#### [What to do]
Transcribe word for word the lines below from the line with "The component shall locate one point per instance of the pointed" through the line with "bush, writing one line per instance.", ends included.

#### [Material provided]
☆ ☆ ☆

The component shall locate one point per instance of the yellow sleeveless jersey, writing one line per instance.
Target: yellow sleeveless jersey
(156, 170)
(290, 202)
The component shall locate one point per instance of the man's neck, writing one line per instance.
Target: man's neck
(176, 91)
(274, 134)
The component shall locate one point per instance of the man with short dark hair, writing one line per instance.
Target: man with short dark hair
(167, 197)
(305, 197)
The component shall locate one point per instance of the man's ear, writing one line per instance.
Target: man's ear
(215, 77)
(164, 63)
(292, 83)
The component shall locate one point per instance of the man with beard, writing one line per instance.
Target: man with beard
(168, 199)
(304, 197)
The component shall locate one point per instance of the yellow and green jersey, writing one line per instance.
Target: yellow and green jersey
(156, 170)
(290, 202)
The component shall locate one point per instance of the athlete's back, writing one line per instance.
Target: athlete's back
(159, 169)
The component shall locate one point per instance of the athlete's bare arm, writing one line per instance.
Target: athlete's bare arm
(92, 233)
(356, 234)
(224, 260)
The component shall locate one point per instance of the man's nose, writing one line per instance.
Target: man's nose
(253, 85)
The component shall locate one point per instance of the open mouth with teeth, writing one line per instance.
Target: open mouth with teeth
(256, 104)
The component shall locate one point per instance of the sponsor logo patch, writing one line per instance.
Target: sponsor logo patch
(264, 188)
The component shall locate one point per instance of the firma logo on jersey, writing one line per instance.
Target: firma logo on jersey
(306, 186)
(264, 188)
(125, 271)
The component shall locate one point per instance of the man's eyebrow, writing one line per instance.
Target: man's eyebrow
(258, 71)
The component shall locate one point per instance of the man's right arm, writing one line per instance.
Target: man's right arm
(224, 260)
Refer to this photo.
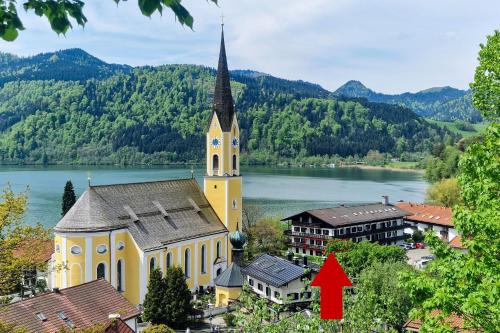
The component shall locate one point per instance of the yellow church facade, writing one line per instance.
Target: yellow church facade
(121, 232)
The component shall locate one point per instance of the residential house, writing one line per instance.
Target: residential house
(279, 280)
(81, 306)
(425, 217)
(311, 230)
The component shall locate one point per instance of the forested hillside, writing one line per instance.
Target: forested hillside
(159, 114)
(441, 103)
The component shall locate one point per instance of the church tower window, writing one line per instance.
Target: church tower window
(119, 275)
(101, 271)
(187, 261)
(203, 259)
(215, 163)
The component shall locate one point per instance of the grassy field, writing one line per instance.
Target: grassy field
(478, 128)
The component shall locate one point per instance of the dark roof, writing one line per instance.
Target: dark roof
(273, 270)
(223, 104)
(429, 214)
(83, 305)
(354, 214)
(141, 207)
(118, 326)
(231, 277)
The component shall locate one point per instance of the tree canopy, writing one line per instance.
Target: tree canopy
(466, 284)
(61, 13)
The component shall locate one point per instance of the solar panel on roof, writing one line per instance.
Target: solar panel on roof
(40, 316)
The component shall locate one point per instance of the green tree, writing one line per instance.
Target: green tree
(69, 198)
(467, 284)
(154, 301)
(177, 299)
(60, 12)
(379, 299)
(444, 193)
(486, 85)
(15, 235)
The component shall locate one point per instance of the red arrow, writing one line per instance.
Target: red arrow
(331, 279)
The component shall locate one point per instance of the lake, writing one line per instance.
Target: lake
(278, 191)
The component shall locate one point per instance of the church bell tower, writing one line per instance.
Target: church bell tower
(222, 183)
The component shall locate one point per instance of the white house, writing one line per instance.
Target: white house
(428, 217)
(279, 280)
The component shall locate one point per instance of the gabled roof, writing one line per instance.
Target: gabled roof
(82, 306)
(273, 270)
(223, 104)
(428, 213)
(141, 208)
(354, 214)
(231, 277)
(117, 326)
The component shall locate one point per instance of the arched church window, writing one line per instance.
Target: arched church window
(169, 259)
(119, 275)
(218, 249)
(187, 263)
(215, 163)
(101, 271)
(203, 259)
(152, 264)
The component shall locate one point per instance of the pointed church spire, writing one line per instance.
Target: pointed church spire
(223, 100)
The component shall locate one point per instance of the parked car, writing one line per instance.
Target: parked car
(424, 261)
(405, 246)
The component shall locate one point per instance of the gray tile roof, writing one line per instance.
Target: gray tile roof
(231, 277)
(354, 214)
(273, 270)
(110, 207)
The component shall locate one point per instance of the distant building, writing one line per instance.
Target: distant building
(279, 280)
(311, 230)
(82, 306)
(121, 232)
(429, 217)
(456, 324)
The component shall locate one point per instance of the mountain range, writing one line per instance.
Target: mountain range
(70, 107)
(439, 103)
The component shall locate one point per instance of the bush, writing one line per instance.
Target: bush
(417, 236)
(229, 319)
(158, 329)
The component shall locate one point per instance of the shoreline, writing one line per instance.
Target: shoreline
(378, 167)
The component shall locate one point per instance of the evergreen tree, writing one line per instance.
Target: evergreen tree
(154, 302)
(177, 299)
(69, 197)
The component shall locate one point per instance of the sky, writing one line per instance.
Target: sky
(392, 46)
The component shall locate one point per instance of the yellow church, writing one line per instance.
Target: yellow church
(121, 232)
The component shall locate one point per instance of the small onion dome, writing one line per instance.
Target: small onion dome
(237, 239)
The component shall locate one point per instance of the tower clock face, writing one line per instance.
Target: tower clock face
(235, 142)
(215, 142)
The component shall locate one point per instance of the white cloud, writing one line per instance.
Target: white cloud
(390, 45)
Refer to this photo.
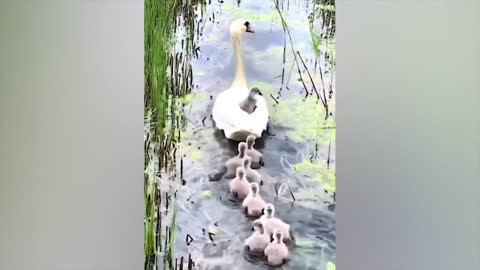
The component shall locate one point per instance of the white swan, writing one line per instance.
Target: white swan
(227, 114)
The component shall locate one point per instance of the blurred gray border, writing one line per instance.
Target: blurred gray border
(407, 148)
(408, 138)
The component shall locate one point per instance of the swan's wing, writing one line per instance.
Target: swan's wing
(235, 122)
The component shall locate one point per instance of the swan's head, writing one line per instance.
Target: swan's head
(250, 141)
(241, 148)
(247, 161)
(269, 210)
(239, 27)
(277, 236)
(258, 226)
(255, 188)
(241, 173)
(254, 93)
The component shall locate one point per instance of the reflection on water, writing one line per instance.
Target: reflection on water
(209, 225)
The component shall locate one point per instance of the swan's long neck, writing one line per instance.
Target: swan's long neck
(240, 81)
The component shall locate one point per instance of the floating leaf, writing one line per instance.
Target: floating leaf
(304, 243)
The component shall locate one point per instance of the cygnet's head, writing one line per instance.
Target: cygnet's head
(241, 173)
(250, 141)
(269, 210)
(255, 188)
(247, 161)
(241, 148)
(254, 92)
(240, 26)
(258, 226)
(278, 236)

☆ ☆ ☆

#### [Expected answer]
The component shall locate one point per instance of the pointed church spire, writing one line per instance.
Target: pointed church spire
(223, 100)
The component shall locate one point per instance of the parked car, writing one line per instance.
Target: parked car
(424, 261)
(405, 246)
The component shall locate one point per instance of the gray tile roof, writing one line per instance.
Target: gray tile roof
(231, 277)
(354, 214)
(273, 270)
(110, 207)
The component shall locate one point per instance of the distant building, writing one line per instance.
Target: distant building
(279, 280)
(311, 230)
(82, 306)
(121, 232)
(429, 217)
(456, 324)
The component shall locate one point per instance of the mountain range, writing one line per instance.
Target: mountain range
(70, 107)
(439, 103)
The component shall locate one point per instance of the bush, writing one line per instance.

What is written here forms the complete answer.